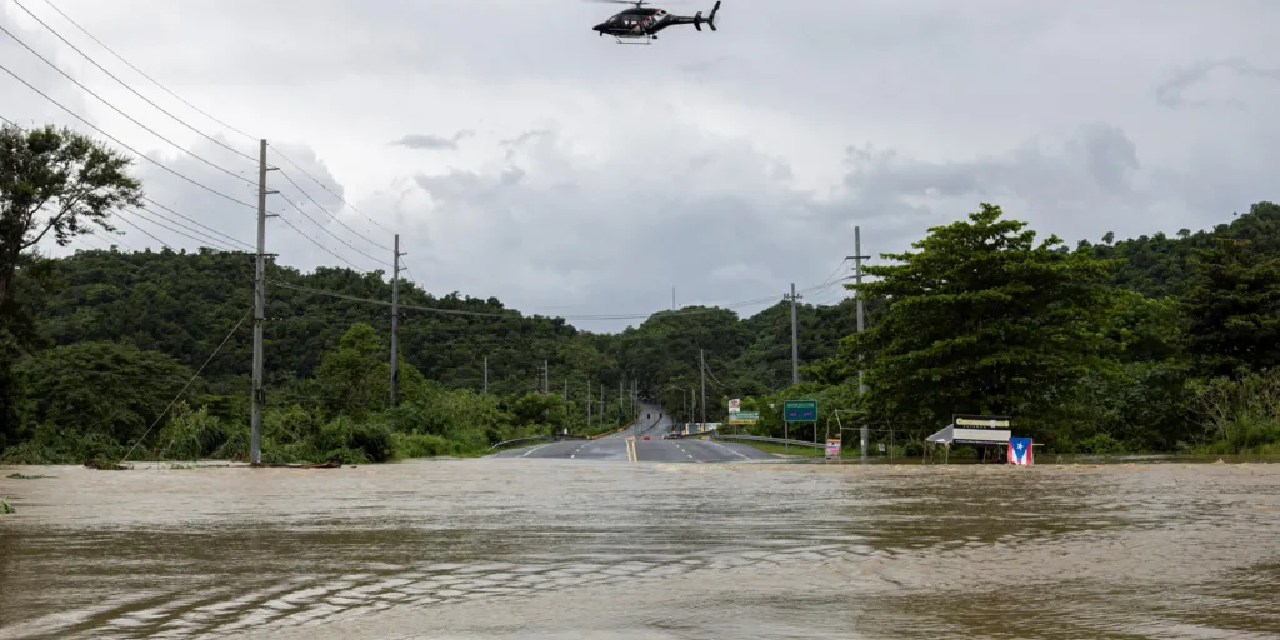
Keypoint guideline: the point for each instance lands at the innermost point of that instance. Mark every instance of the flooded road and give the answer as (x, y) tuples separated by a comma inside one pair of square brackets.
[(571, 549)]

==

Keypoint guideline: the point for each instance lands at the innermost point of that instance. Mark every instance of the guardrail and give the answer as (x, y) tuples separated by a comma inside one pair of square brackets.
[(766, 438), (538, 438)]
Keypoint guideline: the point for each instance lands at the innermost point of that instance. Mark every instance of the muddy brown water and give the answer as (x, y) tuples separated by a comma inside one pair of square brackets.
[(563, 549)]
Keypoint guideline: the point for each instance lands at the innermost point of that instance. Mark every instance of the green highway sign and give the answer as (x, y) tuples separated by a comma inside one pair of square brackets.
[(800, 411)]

* _AIM OF THE TASK_
Output the material from the line with "of the guardrail" up to and including the line with "[(800, 411)]" as a two-column CSV with the columns task and points, one row for each task with its points. Put each value in a single quoted field, with any line breaks replaced by spaces.

* _OUTPUT OF THE EXERCISE_
task,points
"Keypoint guideline: the point for each instance lands at the innermost point of that instance. Mark every instance of the guardrail and give the answer as (x, y) tuples separated by a comma inside one pair of square brackets.","[(766, 438), (538, 438)]"
"Keypoint guideline: the point for each instance lands at the innermost point of that instance. Mark every instance of the muddy brown water and give the answer as (x, y) tuples separated by a comma inside one pair of square brackets.","[(563, 549)]"
"Keypoint guideline: the point for each instance lands at the innermost point of that instance. Mark every instance of the green highway sign and give the answer as (x, y) tuples separated by a comma inside one pair of square brackets.","[(800, 411)]"